### [What is expected]
Go through the material line by line and copy each one with the word "green".

────────────────

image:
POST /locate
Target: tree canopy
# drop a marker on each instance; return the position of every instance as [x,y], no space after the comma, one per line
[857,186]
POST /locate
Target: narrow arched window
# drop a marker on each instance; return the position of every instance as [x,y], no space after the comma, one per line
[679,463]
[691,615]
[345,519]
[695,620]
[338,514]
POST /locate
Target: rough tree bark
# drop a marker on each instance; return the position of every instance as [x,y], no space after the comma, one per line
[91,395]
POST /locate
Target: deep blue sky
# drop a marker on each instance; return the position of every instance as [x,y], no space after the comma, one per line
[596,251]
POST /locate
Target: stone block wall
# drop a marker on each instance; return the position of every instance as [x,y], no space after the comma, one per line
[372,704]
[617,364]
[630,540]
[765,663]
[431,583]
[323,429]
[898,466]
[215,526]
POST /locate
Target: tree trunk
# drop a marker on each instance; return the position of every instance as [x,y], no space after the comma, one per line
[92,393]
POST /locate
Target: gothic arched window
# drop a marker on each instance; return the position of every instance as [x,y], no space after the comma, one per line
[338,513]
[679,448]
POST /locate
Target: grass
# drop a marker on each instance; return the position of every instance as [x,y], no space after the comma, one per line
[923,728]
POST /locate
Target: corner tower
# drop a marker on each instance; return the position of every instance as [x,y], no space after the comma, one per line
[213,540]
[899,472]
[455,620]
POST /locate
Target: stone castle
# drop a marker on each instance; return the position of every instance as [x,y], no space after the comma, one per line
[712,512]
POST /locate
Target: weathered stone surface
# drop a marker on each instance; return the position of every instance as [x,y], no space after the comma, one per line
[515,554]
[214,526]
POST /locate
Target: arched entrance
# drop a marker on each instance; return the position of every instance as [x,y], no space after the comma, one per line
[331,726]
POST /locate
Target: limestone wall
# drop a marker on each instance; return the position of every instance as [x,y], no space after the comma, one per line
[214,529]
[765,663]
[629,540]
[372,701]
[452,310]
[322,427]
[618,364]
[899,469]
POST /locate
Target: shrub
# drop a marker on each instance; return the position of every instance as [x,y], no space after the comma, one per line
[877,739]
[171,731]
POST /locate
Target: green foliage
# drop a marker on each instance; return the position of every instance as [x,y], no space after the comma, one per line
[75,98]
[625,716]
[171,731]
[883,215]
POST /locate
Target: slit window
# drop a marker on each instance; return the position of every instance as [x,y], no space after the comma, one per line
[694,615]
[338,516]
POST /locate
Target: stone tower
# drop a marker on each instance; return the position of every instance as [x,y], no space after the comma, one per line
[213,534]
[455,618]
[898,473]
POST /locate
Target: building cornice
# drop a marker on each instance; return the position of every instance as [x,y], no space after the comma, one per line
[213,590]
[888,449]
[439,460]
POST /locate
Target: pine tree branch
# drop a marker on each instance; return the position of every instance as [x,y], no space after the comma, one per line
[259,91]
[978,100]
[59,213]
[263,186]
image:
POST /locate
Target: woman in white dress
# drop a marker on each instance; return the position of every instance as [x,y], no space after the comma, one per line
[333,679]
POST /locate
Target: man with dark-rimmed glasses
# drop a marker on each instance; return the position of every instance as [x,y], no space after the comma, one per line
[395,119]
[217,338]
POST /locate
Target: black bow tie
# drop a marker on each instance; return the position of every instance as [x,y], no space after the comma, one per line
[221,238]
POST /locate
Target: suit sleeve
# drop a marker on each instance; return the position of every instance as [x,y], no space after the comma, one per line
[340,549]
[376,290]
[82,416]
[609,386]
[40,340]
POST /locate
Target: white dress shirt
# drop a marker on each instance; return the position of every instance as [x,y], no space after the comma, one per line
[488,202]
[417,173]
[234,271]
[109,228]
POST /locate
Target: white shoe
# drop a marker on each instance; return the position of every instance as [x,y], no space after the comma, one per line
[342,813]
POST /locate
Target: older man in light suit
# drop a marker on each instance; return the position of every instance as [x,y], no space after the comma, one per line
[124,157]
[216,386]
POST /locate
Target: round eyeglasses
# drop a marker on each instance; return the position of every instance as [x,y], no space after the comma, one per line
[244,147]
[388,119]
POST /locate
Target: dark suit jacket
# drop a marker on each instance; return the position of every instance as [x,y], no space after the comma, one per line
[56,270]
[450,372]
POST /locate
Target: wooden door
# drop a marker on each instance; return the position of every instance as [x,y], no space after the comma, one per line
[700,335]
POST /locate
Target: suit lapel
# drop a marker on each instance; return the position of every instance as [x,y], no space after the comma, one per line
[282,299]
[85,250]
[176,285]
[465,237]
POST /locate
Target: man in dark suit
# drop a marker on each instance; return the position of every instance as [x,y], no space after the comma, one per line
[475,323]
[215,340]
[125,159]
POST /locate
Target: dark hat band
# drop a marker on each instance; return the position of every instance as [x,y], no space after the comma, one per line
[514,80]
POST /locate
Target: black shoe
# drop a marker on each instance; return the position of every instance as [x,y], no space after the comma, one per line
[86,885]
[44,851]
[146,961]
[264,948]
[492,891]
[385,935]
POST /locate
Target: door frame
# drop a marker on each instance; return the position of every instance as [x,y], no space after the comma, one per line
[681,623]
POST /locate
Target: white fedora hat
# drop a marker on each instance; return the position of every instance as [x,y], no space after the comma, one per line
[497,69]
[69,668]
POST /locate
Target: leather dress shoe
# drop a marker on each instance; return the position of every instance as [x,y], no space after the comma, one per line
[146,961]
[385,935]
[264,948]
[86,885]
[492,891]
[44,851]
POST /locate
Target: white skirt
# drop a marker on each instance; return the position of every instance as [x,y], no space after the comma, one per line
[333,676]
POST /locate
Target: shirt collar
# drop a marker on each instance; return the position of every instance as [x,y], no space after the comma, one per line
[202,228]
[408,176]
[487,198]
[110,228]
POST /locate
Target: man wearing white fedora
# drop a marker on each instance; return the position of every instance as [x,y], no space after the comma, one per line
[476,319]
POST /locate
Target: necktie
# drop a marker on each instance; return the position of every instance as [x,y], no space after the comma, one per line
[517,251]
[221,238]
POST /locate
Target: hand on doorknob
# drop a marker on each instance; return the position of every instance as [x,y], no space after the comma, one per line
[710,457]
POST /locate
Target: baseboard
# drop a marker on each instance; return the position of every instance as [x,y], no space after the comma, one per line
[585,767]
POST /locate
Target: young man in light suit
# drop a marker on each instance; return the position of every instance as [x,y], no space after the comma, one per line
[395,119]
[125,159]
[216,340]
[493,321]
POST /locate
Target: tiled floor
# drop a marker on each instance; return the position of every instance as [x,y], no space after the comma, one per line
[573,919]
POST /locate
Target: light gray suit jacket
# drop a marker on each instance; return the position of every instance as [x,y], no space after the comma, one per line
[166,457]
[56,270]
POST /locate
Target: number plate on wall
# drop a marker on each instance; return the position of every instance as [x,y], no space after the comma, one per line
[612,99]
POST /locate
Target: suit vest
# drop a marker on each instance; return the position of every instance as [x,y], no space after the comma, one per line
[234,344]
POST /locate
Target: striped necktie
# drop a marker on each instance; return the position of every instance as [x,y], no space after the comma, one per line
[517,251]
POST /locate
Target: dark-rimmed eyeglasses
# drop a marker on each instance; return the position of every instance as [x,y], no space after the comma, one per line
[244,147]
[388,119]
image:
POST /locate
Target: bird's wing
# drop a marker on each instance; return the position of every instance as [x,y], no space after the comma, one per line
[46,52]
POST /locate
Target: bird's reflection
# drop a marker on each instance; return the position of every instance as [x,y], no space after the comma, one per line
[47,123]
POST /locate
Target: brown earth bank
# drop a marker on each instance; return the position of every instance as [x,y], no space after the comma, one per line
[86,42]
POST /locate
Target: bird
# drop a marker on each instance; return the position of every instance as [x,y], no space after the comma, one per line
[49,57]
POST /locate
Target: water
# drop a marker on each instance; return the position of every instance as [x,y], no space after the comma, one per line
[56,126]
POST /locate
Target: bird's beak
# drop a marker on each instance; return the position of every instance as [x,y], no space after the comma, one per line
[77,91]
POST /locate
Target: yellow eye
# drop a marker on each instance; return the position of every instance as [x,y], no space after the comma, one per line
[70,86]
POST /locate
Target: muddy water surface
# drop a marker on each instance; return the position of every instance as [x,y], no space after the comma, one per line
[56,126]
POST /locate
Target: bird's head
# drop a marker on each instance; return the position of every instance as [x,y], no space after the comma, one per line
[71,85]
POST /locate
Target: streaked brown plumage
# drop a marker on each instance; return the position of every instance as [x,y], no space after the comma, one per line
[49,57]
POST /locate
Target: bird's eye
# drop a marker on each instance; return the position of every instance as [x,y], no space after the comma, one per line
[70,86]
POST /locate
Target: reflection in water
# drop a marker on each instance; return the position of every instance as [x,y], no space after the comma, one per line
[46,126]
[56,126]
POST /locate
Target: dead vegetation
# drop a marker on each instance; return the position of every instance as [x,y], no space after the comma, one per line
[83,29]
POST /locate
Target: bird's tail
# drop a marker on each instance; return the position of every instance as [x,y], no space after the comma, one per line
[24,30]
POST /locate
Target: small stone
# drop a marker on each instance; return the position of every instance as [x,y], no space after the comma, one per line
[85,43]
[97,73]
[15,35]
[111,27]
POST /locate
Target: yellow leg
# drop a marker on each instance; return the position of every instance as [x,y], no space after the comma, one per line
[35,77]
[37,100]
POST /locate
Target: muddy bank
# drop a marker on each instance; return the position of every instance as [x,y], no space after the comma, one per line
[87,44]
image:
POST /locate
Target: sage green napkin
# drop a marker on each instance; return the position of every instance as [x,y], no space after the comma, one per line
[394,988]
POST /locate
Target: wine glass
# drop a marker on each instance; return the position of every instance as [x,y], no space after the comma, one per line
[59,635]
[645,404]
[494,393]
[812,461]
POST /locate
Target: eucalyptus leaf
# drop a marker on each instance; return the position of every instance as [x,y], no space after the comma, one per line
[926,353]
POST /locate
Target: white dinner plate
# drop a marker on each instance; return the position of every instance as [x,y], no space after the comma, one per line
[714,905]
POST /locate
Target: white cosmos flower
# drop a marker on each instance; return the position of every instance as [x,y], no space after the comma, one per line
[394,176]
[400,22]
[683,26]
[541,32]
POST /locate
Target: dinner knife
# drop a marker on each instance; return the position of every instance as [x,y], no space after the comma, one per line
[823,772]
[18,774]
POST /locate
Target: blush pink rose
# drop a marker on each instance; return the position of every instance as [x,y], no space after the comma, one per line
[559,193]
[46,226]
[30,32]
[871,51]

────────────────

### [Task answer]
Target: green foliage
Target: sage green napkin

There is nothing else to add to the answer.